**Records for the exercise**

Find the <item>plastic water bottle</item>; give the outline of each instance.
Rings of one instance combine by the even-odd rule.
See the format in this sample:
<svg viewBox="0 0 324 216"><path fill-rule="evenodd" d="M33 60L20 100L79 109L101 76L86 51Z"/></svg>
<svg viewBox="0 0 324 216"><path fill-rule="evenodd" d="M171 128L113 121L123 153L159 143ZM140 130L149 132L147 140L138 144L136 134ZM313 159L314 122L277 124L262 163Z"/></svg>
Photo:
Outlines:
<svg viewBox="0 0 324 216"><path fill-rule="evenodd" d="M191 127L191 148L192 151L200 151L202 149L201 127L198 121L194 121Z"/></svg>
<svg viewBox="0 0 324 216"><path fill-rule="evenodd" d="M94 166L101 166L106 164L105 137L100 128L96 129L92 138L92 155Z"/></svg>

**Set problem**
Rewrite the entries above, replacing every "instance" with "object" and leaving everything else unchanged.

**Finished task**
Find the <item>plastic water bottle</item>; give the outline of each object.
Rings of one object combine by the even-odd rule.
See the format in this sample:
<svg viewBox="0 0 324 216"><path fill-rule="evenodd" d="M33 60L20 100L79 109L101 76L86 51Z"/></svg>
<svg viewBox="0 0 324 216"><path fill-rule="evenodd" d="M171 128L113 121L123 153L159 143ZM140 130L149 132L147 140L138 144L136 134ZM313 159L314 122L277 124L262 163Z"/></svg>
Photo:
Outlines:
<svg viewBox="0 0 324 216"><path fill-rule="evenodd" d="M191 127L191 148L192 151L200 151L202 149L201 127L198 121L194 121Z"/></svg>
<svg viewBox="0 0 324 216"><path fill-rule="evenodd" d="M94 166L101 166L106 164L105 137L100 128L96 129L92 138L92 155Z"/></svg>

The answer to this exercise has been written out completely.